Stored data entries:
┌──
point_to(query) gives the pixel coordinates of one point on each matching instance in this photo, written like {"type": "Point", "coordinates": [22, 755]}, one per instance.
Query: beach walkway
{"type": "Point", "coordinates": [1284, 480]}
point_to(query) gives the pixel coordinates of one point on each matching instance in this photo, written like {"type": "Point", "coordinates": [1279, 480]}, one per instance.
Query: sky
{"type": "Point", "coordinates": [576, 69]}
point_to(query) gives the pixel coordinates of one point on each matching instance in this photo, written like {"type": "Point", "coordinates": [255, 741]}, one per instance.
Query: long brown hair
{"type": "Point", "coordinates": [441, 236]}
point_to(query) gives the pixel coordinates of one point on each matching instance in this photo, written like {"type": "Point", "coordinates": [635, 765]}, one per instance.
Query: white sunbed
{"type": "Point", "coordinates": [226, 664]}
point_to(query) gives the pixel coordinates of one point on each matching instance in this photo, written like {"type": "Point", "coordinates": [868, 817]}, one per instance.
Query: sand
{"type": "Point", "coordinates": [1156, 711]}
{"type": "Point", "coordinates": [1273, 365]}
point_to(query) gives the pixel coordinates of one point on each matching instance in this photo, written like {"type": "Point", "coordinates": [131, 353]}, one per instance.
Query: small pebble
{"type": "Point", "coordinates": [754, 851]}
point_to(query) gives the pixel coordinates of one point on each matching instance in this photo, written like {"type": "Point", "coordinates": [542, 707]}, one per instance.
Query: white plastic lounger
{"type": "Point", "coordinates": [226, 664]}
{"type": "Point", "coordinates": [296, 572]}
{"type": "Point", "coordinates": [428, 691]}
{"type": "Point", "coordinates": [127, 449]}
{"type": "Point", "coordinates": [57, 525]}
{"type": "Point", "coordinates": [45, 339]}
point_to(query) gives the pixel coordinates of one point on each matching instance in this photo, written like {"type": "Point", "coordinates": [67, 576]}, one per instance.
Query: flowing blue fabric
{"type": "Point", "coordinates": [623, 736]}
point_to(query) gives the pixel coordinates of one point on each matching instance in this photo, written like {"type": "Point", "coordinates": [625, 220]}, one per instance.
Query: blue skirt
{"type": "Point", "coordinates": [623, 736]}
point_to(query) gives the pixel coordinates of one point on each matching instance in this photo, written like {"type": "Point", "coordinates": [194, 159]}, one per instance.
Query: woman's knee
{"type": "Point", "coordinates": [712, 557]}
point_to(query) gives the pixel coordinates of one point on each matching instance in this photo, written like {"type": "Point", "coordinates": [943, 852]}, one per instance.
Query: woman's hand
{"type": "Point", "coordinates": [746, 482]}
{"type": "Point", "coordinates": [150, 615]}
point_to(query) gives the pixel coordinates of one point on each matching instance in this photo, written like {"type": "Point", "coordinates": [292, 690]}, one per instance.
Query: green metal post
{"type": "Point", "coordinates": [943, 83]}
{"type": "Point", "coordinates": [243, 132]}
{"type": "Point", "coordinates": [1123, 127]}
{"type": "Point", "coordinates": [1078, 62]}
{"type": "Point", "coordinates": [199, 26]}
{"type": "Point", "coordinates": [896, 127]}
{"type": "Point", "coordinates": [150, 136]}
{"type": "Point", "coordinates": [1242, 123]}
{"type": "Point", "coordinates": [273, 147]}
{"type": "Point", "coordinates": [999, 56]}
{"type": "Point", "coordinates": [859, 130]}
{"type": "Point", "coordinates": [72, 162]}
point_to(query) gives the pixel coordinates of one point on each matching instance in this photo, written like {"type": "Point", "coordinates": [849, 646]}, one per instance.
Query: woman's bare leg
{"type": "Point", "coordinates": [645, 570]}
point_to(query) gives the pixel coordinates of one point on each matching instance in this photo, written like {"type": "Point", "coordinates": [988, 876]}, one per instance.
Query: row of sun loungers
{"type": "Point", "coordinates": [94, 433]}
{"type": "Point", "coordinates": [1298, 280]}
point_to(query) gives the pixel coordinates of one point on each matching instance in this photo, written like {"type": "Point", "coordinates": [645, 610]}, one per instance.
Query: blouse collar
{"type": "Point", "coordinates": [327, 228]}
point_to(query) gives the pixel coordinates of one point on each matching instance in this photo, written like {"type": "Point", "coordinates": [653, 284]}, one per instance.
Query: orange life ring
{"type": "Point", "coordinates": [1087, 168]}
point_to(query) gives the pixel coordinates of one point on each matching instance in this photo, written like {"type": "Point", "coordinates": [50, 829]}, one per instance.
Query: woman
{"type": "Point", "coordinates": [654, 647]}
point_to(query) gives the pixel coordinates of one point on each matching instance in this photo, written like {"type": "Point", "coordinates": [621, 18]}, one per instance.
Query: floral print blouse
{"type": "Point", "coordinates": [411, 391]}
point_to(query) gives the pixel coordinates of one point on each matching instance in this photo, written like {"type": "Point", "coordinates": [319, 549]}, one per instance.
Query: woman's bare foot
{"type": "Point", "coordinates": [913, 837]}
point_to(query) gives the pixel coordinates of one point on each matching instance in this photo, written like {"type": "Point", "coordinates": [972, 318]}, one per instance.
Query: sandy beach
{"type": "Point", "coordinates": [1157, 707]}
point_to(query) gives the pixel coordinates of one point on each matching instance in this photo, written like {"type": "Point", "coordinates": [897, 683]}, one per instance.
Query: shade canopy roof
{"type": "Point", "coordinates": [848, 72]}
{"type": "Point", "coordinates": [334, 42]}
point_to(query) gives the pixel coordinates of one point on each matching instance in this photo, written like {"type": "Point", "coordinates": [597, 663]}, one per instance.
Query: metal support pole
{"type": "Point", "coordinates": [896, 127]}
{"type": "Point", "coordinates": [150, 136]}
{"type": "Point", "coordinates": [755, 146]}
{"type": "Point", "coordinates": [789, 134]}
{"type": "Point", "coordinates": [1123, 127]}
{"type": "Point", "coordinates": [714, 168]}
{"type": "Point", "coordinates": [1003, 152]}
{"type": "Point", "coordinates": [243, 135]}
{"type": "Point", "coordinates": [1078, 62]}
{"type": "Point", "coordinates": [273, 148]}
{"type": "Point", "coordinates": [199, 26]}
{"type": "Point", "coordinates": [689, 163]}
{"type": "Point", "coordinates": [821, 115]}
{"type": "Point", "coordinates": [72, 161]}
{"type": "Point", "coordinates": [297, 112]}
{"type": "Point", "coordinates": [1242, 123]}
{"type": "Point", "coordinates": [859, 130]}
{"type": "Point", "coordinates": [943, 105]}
└──
Print each entry precisely. Include every line.

▶ **SOLUTION TO THE EXERCISE**:
point_to(query) gives the pixel coordinates of one point on each matching instance in this photo, written like {"type": "Point", "coordinates": [22, 755]}, one per instance.
Query: beach walkway
{"type": "Point", "coordinates": [1284, 480]}
point_to(query) gives the pixel coordinates of one point on each matching instance in this photo, written like {"type": "Point", "coordinates": [1279, 480]}, one per instance.
Query: sky
{"type": "Point", "coordinates": [576, 69]}
point_to(query) gives the pixel coordinates of one point on each matching instance in this photo, written like {"type": "Point", "coordinates": [255, 741]}, one per instance.
Query: long brown hair
{"type": "Point", "coordinates": [441, 236]}
point_to(query) gives the pixel coordinates of one point on each matching instance in this photo, written like {"type": "Point", "coordinates": [635, 765]}, one per instance.
Query: white sunbed
{"type": "Point", "coordinates": [226, 664]}
point_to(query) gives the pixel coordinates of one point on each matching instance in this photo, written like {"type": "Point", "coordinates": [868, 817]}, one per instance.
Query: sand
{"type": "Point", "coordinates": [1156, 711]}
{"type": "Point", "coordinates": [1273, 365]}
point_to(query) gives the pixel coordinates of one point on each matching instance in this photo, written like {"type": "Point", "coordinates": [131, 353]}, one per instance.
Query: small pebble
{"type": "Point", "coordinates": [754, 851]}
point_to(query) gives the pixel coordinates of one point on each matching instance in this photo, written like {"type": "Point", "coordinates": [542, 707]}, one per instance.
Query: white plastic lounger
{"type": "Point", "coordinates": [226, 664]}
{"type": "Point", "coordinates": [296, 572]}
{"type": "Point", "coordinates": [428, 691]}
{"type": "Point", "coordinates": [127, 449]}
{"type": "Point", "coordinates": [57, 525]}
{"type": "Point", "coordinates": [45, 339]}
point_to(query) gives the pixel coordinates of one point on each matching instance in this photo, written like {"type": "Point", "coordinates": [67, 576]}, one per instance.
Query: flowing blue fabric
{"type": "Point", "coordinates": [623, 736]}
point_to(query) gives the pixel coordinates of one point on each matching instance in this photo, written like {"type": "Point", "coordinates": [625, 220]}, one per instance.
Query: blue skirt
{"type": "Point", "coordinates": [623, 736]}
point_to(query) gives the pixel coordinates of one point on each matching instance in this photo, written like {"type": "Point", "coordinates": [194, 159]}, one per instance.
Query: woman's knee
{"type": "Point", "coordinates": [712, 557]}
point_to(query) gives the pixel coordinates of one point on each matching instance in this photo, written like {"type": "Point", "coordinates": [943, 852]}, one per instance.
Query: woman's hand
{"type": "Point", "coordinates": [746, 482]}
{"type": "Point", "coordinates": [150, 615]}
point_to(query) gives the pixel coordinates of one point on each matching instance in this photo, written like {"type": "Point", "coordinates": [292, 690]}, one per instance.
Query: green metal post
{"type": "Point", "coordinates": [943, 83]}
{"type": "Point", "coordinates": [243, 132]}
{"type": "Point", "coordinates": [1123, 127]}
{"type": "Point", "coordinates": [1078, 62]}
{"type": "Point", "coordinates": [199, 26]}
{"type": "Point", "coordinates": [896, 127]}
{"type": "Point", "coordinates": [150, 136]}
{"type": "Point", "coordinates": [1242, 123]}
{"type": "Point", "coordinates": [273, 147]}
{"type": "Point", "coordinates": [999, 56]}
{"type": "Point", "coordinates": [859, 130]}
{"type": "Point", "coordinates": [72, 162]}
point_to(query) gives the pixel coordinates of one point on each matching instance in this photo, written like {"type": "Point", "coordinates": [849, 646]}, one per instance.
Query: woman's bare leg
{"type": "Point", "coordinates": [645, 570]}
point_to(query) gives the pixel coordinates of one point on each matching instance in this photo, written like {"type": "Point", "coordinates": [988, 876]}, one per instance.
Query: row of sun loungers
{"type": "Point", "coordinates": [94, 433]}
{"type": "Point", "coordinates": [1298, 280]}
point_to(query) gives the pixel coordinates of one point on each matching instance in this photo, written like {"type": "Point", "coordinates": [645, 610]}, one per instance.
Query: blouse collar
{"type": "Point", "coordinates": [327, 228]}
point_to(query) gives the pixel coordinates of one point on each matching instance in this photo, written like {"type": "Point", "coordinates": [653, 284]}, one per instance.
Query: orange life ring
{"type": "Point", "coordinates": [1087, 168]}
point_to(query) gives the pixel coordinates of one point on each matching instance in this photo, written like {"type": "Point", "coordinates": [50, 829]}, one per instance.
Query: woman
{"type": "Point", "coordinates": [654, 647]}
point_to(query) gives the pixel coordinates of one point on each matching instance in this photo, written like {"type": "Point", "coordinates": [621, 18]}, one per instance.
Query: floral print blouse
{"type": "Point", "coordinates": [411, 391]}
point_to(query) gives the pixel coordinates of one point on each matching instance in this photo, written like {"type": "Point", "coordinates": [319, 549]}, one per instance.
Query: woman's bare foot
{"type": "Point", "coordinates": [913, 837]}
point_to(query) gives the pixel coordinates of one point on each matching instance in this photo, written like {"type": "Point", "coordinates": [972, 318]}, one per instance.
Query: sandy beach
{"type": "Point", "coordinates": [1157, 707]}
point_to(query) gives the pixel coordinates of one point on each matching instance in this photo, written like {"type": "Point", "coordinates": [897, 683]}, one per instance.
Query: shade canopy roof
{"type": "Point", "coordinates": [848, 72]}
{"type": "Point", "coordinates": [334, 42]}
point_to(query) gives the pixel coordinates of one point on each matching instance in this photo, written like {"type": "Point", "coordinates": [597, 663]}, one per instance.
Query: metal support pole
{"type": "Point", "coordinates": [896, 127]}
{"type": "Point", "coordinates": [150, 136]}
{"type": "Point", "coordinates": [755, 146]}
{"type": "Point", "coordinates": [789, 134]}
{"type": "Point", "coordinates": [1123, 127]}
{"type": "Point", "coordinates": [714, 168]}
{"type": "Point", "coordinates": [1003, 152]}
{"type": "Point", "coordinates": [243, 135]}
{"type": "Point", "coordinates": [1078, 62]}
{"type": "Point", "coordinates": [273, 148]}
{"type": "Point", "coordinates": [199, 26]}
{"type": "Point", "coordinates": [689, 163]}
{"type": "Point", "coordinates": [821, 115]}
{"type": "Point", "coordinates": [72, 161]}
{"type": "Point", "coordinates": [297, 112]}
{"type": "Point", "coordinates": [1242, 123]}
{"type": "Point", "coordinates": [859, 130]}
{"type": "Point", "coordinates": [943, 105]}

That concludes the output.